Assignment:
Quote, word for word, only the lines running from the line with "Question. Indicate the fresh" through the end of the listing. Leave out the pictures.

[Data for processing — start]

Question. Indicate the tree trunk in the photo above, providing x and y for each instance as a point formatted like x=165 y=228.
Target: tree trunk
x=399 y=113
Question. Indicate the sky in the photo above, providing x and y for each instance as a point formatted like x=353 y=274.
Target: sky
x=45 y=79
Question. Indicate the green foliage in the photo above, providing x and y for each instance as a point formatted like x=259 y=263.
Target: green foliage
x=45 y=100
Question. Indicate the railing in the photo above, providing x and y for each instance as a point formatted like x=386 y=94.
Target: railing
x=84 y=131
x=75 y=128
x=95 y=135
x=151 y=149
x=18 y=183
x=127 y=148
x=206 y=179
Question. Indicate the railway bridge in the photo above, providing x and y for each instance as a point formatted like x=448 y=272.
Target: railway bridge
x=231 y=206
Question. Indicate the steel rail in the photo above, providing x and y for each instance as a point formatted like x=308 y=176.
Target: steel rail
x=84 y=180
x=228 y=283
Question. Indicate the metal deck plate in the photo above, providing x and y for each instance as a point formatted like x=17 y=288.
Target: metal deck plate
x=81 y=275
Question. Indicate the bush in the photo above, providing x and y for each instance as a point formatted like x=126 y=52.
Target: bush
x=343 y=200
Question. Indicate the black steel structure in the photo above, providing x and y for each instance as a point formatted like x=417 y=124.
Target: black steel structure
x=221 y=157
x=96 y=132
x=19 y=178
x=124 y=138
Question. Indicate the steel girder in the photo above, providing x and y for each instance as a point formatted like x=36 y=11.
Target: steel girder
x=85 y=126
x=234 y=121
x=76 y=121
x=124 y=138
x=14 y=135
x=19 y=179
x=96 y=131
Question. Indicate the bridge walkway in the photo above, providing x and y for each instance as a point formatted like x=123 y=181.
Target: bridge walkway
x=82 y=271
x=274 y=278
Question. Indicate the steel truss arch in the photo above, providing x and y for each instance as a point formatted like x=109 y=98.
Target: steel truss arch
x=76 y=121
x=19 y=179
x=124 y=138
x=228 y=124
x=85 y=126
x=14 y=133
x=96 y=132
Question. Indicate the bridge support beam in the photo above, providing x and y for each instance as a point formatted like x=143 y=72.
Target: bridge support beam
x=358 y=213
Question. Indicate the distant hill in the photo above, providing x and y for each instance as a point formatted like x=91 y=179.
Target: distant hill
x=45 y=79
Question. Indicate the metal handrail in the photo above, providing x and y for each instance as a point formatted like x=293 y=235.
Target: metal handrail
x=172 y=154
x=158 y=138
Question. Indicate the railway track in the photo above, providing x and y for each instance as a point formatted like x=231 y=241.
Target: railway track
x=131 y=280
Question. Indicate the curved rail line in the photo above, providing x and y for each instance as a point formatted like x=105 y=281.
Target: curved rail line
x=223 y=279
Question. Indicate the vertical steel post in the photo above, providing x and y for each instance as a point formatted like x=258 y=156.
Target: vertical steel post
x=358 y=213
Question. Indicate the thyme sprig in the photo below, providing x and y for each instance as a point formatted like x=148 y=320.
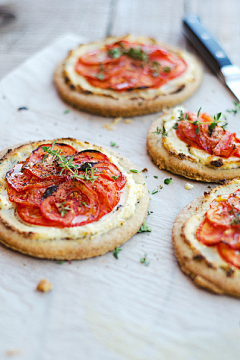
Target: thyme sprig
x=65 y=164
x=236 y=219
x=160 y=131
x=211 y=125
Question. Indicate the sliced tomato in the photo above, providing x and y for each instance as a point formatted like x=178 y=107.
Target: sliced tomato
x=220 y=214
x=229 y=255
x=30 y=197
x=21 y=181
x=89 y=155
x=208 y=234
x=111 y=172
x=107 y=192
x=126 y=73
x=47 y=169
x=32 y=215
x=71 y=204
x=231 y=237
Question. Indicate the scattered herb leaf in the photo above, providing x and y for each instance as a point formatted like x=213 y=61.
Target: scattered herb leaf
x=144 y=260
x=116 y=251
x=144 y=227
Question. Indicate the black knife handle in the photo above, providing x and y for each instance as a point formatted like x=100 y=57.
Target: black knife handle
x=205 y=44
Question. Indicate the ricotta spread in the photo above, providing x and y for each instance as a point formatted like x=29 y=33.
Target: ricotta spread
x=130 y=194
x=82 y=84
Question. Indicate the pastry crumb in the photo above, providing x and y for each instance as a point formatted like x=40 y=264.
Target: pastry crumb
x=115 y=122
x=44 y=285
x=13 y=352
x=188 y=186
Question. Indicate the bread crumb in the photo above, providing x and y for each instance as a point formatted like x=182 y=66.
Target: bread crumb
x=44 y=285
x=188 y=186
x=13 y=352
x=115 y=122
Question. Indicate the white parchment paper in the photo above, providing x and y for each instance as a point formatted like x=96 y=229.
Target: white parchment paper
x=104 y=308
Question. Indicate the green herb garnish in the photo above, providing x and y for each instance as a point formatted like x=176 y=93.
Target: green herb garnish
x=134 y=170
x=114 y=53
x=116 y=251
x=65 y=164
x=144 y=227
x=159 y=131
x=166 y=69
x=144 y=260
x=115 y=177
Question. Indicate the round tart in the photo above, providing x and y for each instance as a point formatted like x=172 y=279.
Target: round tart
x=127 y=76
x=194 y=145
x=67 y=199
x=206 y=239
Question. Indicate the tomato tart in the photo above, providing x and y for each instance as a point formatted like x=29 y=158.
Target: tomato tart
x=67 y=199
x=127 y=76
x=195 y=145
x=206 y=239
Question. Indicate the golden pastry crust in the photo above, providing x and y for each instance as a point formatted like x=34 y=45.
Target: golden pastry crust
x=136 y=102
x=64 y=244
x=180 y=163
x=216 y=276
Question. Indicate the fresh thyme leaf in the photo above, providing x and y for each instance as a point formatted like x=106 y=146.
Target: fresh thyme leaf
x=115 y=177
x=161 y=131
x=137 y=54
x=116 y=251
x=134 y=170
x=144 y=260
x=166 y=69
x=144 y=227
x=235 y=110
x=114 y=53
x=63 y=209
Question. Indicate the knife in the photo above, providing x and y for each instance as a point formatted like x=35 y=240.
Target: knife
x=212 y=53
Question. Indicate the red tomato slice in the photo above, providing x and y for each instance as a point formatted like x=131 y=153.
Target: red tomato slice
x=31 y=197
x=107 y=192
x=231 y=237
x=47 y=169
x=94 y=71
x=21 y=181
x=126 y=73
x=208 y=234
x=71 y=204
x=111 y=172
x=219 y=214
x=229 y=255
x=32 y=215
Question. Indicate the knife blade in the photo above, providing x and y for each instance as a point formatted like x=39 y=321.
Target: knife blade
x=212 y=53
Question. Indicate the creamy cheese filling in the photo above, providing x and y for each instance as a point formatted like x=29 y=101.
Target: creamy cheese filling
x=130 y=194
x=79 y=81
x=173 y=144
x=190 y=227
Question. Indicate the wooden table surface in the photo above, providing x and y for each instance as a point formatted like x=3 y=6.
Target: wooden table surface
x=38 y=23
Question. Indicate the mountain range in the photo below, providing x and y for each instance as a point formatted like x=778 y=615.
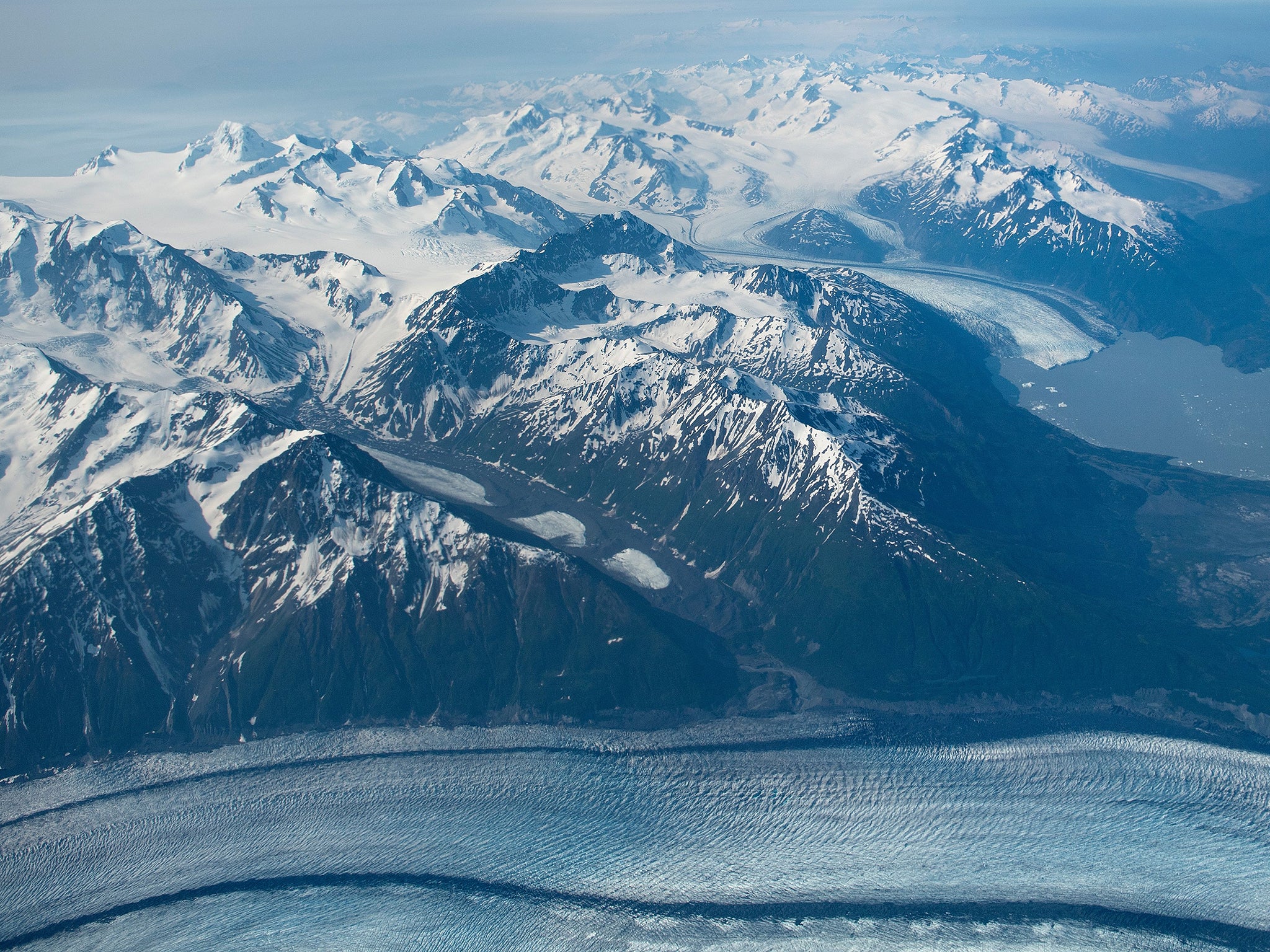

[Data for processing — finish]

Response to the task:
Question. Indicate the fresh thyme leaf in the photo above, providing x and y for each instance as a point formatted like x=106 y=146.
Target: fresh thyme leaf
x=115 y=177
x=161 y=131
x=137 y=54
x=116 y=251
x=134 y=170
x=144 y=260
x=166 y=69
x=144 y=227
x=235 y=110
x=114 y=53
x=63 y=209
Question. Indicate the knife in the photo above, providing x and y for each instance as a point formatted like x=35 y=240.
Target: knife
x=212 y=53
Question. Indicate the red tomato slice in the photo above, providing x and y for each instance as a point formatted like x=131 y=153.
Target: red tomato slice
x=31 y=197
x=107 y=192
x=231 y=237
x=47 y=169
x=94 y=71
x=21 y=181
x=126 y=73
x=208 y=234
x=71 y=204
x=111 y=172
x=219 y=214
x=229 y=255
x=32 y=215
Question. Indicate the knife blade in the photo above, providing x and y for each instance as a point formatted like x=39 y=321.
Target: knife blade
x=212 y=53
Question. Indicate the creamy cheese filling in the photo above, providing x and y for each instance as a point formatted like x=29 y=101.
Target: creamy cheese filling
x=130 y=194
x=79 y=81
x=173 y=144
x=190 y=227
Question. Indicate the wooden table surface in the photo above, providing x and y for each instance as a point formatted like x=3 y=6.
Target: wooden table surface
x=38 y=23
Question. Indicate the mountain range in the photo below, providing x and y for each instance as a point formatted like x=778 y=615.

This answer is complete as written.